__Metin parçası__.
○ ○ ○ ○ ○
Türk mü? Türkiyeli mi?
* Türkçe konuşmasa ve Türk ırkından olmasa da Türkiye cumhuriyetine vatandaşlık bağıyla bağlananlar Türk diye anılır. Ancak maddenin tatbiki biraz problemli olmuştur. Türk, Türkçe konuşan bir milletin adıdır. Osmanlı İmparatorluğu’ndaki çok sayıda topluluktan en başka gelen kurucu unsurdu. Türk, Arap, Kürt, Boşnak, Arnavut, Rum, Ermeni, Yahudi farklı millet, ama hepsi Osmanlı üst kimliğine sahipti. İmparatorluğun çözülmesi işi zorlaştırmıştır. Zira Külleri üzerinde kurulan ulus-devletlerden Türkiye cumhuriyetinin halkı, tek bir milletten teşekkül etmez. Ana lisanı Türkçe olmayan, Türklerle aynı soydan gelmeyen milletlere ne denecektir? Nitekim Türk ve Türkî (Turk ve Turkish) olarak iki farklı kelime vardır. Birincisi etnisiteyi (ırkı), ikincisi hem lisanı hem de vatandaşlık gibi bir aidiyeti ifade eder.
Nasıl bir vatandaş?
1982 anayasasının 66. maddesi “Türk Devleti’ne vatandaşlık bağı ile bağlı olan herkes Türk’tür” der. Şu hâlde Türkçe konuşmasa ve Türk ırkından olmasa da Türkiye cumhuriyetine vatandaşlık bağıyla bağlananlar Türk diye anılacaktır. Bu ifadenin, etnik değil hukuki bir vatandaşlık tarifi olduğu söylense de farklı etnik gruplar tarafından böyle anlaşılmadığı için münakaşalara yol açmıştır. Bilhassa ilk zamanlarda resmî ideolojinin, Türk tabirini, Türk soyundan gelen vatandaşlar olarak anladığına dair siyasetten hayli tarihî misale rastlanır. Meselenin halli için yıllar evvel bazı fikirler ileri sürülmüştür. Bunların başında Türkiye vatandaşları için “Türkiyeli” tabirinin kullanılması gelir. Tabir yeni değildir.
○ ○ ○ ○ ○
__Nesne işaretleme veri kümesi satırları__.
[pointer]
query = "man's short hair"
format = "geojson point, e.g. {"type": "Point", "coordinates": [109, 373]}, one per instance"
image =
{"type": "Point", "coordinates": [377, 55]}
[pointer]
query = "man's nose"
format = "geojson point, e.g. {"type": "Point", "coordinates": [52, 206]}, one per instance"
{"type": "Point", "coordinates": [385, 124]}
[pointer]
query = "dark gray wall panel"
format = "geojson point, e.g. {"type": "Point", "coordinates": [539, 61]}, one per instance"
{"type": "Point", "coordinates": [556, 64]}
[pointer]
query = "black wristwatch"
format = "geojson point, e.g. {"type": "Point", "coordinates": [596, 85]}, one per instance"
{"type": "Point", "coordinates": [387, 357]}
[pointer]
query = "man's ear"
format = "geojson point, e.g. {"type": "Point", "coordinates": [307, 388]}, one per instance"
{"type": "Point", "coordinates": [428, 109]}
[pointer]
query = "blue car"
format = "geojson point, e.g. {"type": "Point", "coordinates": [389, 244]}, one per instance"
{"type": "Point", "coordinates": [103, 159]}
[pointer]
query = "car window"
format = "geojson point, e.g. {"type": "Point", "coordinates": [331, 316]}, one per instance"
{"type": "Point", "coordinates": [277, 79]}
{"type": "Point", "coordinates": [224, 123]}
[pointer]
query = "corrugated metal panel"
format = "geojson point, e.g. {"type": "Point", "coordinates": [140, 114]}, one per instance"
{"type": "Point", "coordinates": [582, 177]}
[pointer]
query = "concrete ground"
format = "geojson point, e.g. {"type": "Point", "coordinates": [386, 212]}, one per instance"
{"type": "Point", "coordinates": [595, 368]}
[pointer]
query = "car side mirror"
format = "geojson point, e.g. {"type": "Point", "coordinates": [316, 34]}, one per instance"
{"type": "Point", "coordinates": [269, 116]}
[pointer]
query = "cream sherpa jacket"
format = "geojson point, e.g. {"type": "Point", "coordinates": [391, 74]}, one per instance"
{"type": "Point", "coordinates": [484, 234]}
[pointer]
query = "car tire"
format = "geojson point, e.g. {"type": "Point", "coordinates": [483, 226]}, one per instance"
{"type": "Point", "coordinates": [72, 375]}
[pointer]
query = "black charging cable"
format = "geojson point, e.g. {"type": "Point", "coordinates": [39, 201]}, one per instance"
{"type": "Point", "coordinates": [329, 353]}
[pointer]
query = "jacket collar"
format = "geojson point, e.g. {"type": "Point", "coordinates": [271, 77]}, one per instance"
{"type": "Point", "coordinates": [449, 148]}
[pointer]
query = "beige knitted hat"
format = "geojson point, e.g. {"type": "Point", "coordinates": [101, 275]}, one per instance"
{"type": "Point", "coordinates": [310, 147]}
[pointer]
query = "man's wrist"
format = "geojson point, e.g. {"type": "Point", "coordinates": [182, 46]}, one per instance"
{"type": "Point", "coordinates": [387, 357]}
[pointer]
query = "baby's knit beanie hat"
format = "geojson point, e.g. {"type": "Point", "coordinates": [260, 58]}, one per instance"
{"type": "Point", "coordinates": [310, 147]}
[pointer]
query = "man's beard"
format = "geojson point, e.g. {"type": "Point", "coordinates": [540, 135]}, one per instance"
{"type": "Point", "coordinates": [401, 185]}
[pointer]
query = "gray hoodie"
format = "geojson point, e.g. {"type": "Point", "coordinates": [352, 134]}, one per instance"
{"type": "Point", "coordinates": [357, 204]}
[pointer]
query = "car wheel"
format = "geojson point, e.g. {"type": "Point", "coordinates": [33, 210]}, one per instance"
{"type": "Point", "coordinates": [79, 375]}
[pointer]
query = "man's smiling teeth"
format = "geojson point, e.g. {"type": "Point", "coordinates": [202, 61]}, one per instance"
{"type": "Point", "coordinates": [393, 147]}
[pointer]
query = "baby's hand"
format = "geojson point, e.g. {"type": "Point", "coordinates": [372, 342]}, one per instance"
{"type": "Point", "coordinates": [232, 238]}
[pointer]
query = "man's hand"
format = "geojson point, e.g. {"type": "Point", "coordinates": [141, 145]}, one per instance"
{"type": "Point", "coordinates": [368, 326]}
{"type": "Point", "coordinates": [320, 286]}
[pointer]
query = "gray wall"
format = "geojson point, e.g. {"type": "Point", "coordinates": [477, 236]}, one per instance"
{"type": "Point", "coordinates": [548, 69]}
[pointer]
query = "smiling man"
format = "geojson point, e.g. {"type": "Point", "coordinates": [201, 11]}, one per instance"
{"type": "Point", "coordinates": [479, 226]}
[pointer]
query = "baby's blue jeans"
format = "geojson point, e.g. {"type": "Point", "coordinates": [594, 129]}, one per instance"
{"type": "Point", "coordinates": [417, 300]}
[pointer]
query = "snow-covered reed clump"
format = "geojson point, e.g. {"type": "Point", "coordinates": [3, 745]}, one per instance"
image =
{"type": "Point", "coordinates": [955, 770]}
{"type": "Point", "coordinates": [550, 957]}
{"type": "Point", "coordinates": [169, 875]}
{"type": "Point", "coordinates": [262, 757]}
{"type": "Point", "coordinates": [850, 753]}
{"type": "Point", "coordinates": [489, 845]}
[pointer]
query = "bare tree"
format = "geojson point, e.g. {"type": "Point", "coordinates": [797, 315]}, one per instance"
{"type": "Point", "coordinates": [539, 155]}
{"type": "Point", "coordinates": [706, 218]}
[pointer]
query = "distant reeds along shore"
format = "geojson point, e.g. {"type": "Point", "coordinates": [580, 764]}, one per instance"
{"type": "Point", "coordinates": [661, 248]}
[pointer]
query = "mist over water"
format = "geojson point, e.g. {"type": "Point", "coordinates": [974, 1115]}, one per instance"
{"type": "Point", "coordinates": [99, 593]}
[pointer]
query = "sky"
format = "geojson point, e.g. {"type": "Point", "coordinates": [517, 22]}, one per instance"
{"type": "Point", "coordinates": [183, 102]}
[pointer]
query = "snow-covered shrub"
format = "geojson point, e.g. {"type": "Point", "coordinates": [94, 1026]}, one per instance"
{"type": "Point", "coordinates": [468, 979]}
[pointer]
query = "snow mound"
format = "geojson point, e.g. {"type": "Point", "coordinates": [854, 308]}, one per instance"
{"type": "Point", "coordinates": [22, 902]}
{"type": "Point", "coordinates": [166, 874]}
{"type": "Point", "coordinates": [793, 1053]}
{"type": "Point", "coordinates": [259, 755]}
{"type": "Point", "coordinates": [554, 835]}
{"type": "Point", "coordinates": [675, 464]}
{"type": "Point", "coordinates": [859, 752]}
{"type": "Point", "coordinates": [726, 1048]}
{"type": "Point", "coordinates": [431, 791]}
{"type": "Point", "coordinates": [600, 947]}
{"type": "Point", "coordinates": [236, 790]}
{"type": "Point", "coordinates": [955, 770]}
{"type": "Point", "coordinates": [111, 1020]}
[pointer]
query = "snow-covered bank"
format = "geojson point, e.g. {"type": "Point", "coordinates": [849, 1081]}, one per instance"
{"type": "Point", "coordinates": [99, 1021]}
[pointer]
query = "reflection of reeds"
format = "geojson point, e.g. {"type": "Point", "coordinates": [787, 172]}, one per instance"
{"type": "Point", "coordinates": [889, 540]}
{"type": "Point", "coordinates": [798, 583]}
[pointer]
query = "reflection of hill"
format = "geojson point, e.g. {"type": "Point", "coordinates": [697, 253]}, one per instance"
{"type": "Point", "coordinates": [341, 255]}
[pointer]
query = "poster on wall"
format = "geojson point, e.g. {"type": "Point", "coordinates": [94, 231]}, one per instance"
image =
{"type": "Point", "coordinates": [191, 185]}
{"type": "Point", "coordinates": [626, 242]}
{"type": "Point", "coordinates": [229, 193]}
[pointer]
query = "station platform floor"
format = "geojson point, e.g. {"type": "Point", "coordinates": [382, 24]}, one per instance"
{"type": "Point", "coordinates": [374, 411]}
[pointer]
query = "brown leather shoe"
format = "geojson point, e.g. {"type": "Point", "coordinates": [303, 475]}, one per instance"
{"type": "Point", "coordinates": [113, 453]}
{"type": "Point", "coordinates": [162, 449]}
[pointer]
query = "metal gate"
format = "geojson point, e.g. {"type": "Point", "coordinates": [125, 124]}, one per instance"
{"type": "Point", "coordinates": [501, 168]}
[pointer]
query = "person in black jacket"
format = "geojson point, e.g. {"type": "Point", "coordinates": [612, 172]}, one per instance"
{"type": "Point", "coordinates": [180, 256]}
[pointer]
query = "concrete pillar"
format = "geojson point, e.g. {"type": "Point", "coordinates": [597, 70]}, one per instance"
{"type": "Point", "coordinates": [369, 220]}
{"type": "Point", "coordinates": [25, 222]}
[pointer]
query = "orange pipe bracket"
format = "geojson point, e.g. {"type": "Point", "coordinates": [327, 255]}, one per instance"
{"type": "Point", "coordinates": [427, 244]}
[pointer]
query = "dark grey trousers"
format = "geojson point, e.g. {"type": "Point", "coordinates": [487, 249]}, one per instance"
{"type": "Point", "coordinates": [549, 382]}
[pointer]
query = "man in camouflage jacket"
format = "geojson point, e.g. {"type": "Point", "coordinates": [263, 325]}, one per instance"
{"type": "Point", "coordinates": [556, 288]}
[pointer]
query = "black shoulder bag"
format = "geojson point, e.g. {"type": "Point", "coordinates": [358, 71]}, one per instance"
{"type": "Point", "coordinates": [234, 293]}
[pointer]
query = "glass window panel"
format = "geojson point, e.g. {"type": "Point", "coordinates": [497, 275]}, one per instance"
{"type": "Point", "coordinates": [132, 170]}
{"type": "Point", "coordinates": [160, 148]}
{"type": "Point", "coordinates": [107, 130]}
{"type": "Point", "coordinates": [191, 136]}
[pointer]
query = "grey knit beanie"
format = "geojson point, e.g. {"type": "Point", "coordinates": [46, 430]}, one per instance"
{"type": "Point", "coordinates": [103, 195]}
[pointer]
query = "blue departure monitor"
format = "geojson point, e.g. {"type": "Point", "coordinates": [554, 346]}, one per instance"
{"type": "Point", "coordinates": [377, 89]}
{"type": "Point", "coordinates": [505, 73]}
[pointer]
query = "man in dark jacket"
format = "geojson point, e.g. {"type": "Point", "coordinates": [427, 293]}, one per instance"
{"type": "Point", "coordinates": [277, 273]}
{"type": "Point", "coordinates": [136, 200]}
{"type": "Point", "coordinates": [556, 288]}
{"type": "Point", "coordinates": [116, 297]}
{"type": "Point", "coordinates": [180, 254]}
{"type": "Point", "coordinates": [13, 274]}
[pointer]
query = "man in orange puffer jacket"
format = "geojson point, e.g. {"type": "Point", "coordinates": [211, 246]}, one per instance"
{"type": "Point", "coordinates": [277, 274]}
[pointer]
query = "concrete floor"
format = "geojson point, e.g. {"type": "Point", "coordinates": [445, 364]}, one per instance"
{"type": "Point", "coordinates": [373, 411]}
○ ○ ○ ○ ○
__Görev tanımı__. Türk kimliği ve vatandaşlık üzerine olan metinden "Türk mü? Türkiyeli" sözlerinden "aidiyeti ifade eder." sözlerine kadar olan kısmı hiçbir değişiklik yapmadan çıkarın. Bu kayıtlar kullanılmayacaktır.

__Yazılı yanıt__.
Türk mü? Türkiyeli mi?
* Türkçe konuşmasa ve Türk ırkından olmasa da Türkiye cumhuriyetine vatandaşlık bağıyla bağlananlar Türk diye anılır. Ancak maddenin tatbiki biraz problemli olmuştur. Türk, Türkçe konuşan bir milletin adıdır. Osmanlı İmparatorluğu’ndaki çok sayıda topluluktan en başka gelen kurucu unsurdu. Türk, Arap, Kürt, Boşnak, Arnavut, Rum, Ermeni, Yahudi farklı millet, ama hepsi Osmanlı üst kimliğine sahipti. İmparatorluğun çözülmesi işi zorlaştırmıştır. Zira Külleri üzerinde kurulan ulus-devletlerden Türkiye cumhuriyetinin halkı, tek bir milletten teşekkül etmez. Ana lisanı Türkçe olmayan, Türklerle aynı soydan gelmeyen milletlere ne denecektir? Nitekim Türk ve Türkî (Turk ve Turkish) olarak iki farklı kelime vardır. Birincisi etnisiteyi (ırkı), ikincisi hem lisanı hem de vatandaşlık gibi bir aidiyeti ifade eder.